[QUOTED PASSAGE — start]

I'm all for being lady-like, but be warned: I'm about to talk about some shit. Literally.
Cartoon via vecto.rs |
If you are a runner or an active type, you have probably run into a situation that called for immediate attention: a severe case of diarrhea. (Insert Jaws music. Ba dum...ba dum...)
RUNNERS' TROTS - MY NEMESIS
I feel your pain - your burning, churning, very urgent pain. I didn't always have GI issues as it related to my running, but it started up in a very scary way during college. After about 4 or 5 miles into any tempo run, I would suddenly feel like my guts were in a choke hold. Being the competitor that I am, I would always run through the cramping until I put in the miles required that day.
Over time, the problem got progressively worse. Instead of having cramping and discomfort during my run only, I would end up with residual cramping for up to 4 days after a tough workout. The pain was so debilitating at times, I thought I was dying. True story. The best way that I can describe the pain at this point in my digestive journey was like my intestines had their ass kicked and were bruised for their entire length. Still - I didn't go to the doctor. Nope. I'm a tough girl and I assumed that all of this nonsense would stop on its own. Of course, I was wrong.
We needn't get into the gory details, but at one point - there was blood like something you would see in a vampire movie. It was then that I decided I was dying and yes, I better see a doctor.

[QUOTED PASSAGE — finish]
[DATA SECTION — start]

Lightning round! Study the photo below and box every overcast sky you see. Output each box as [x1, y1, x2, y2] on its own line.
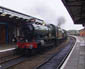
[0, 0, 83, 30]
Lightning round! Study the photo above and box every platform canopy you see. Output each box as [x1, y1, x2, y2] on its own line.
[0, 6, 43, 24]
[62, 0, 85, 25]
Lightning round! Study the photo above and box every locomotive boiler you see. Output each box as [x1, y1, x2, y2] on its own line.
[17, 23, 56, 54]
[16, 22, 65, 54]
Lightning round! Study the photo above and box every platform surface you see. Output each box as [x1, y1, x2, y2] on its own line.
[61, 37, 85, 69]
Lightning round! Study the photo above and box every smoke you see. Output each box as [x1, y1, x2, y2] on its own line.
[57, 16, 66, 27]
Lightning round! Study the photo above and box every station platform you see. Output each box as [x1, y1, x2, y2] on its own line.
[60, 37, 85, 69]
[0, 44, 16, 52]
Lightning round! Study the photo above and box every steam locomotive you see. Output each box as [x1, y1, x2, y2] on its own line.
[16, 22, 67, 53]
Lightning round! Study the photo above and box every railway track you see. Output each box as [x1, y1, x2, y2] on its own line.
[35, 38, 75, 69]
[0, 56, 26, 69]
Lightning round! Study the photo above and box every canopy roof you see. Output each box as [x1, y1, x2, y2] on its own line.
[62, 0, 85, 25]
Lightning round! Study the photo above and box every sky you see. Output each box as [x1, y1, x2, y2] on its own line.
[0, 0, 83, 30]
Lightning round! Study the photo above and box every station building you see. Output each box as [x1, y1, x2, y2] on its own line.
[0, 7, 43, 44]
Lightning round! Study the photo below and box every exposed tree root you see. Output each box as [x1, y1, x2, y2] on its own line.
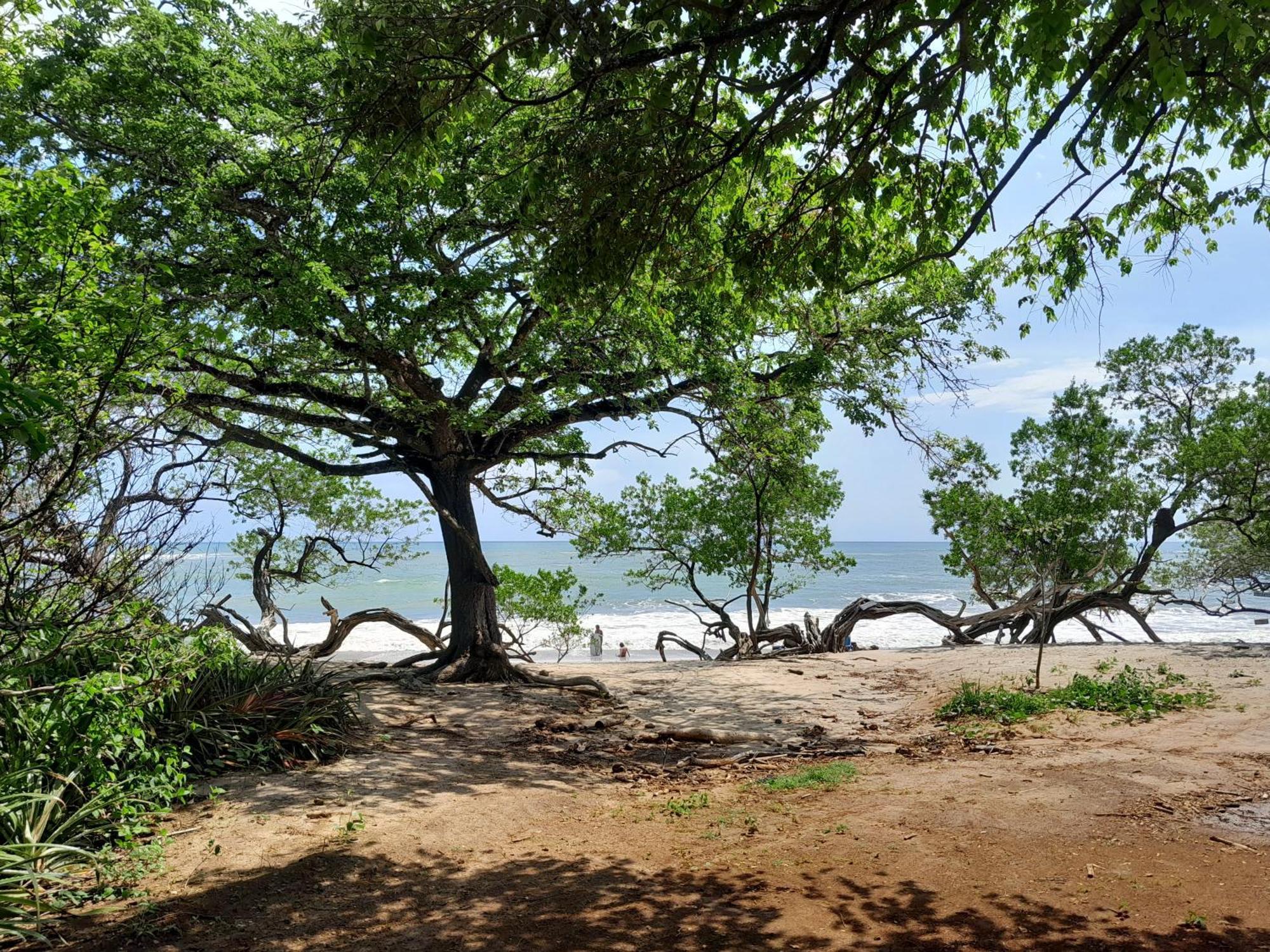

[DATA SECTION — finish]

ASSIGNED TASK A:
In the post on runners' trots, how long did the leftover cramping last after a tough workout?
ASSIGNED TASK B:
Return the part of the post on runners' trots from "I'm all for" to "Ba dum...ba dum...)", copied word for word.
Rely only on the post on runners' trots, not on the entries.

ANSWER BOX A:
Up to 4 days.

ANSWER BOX B:
I'm all for being lady-like, but be warned: I'm about to talk about some shit. Literally.
Cartoon via vecto.rs |
If you are a runner or an active type, you have probably run into a situation that called for immediate attention: a severe case of diarrhea. (Insert Jaws music. Ba dum...ba dum...)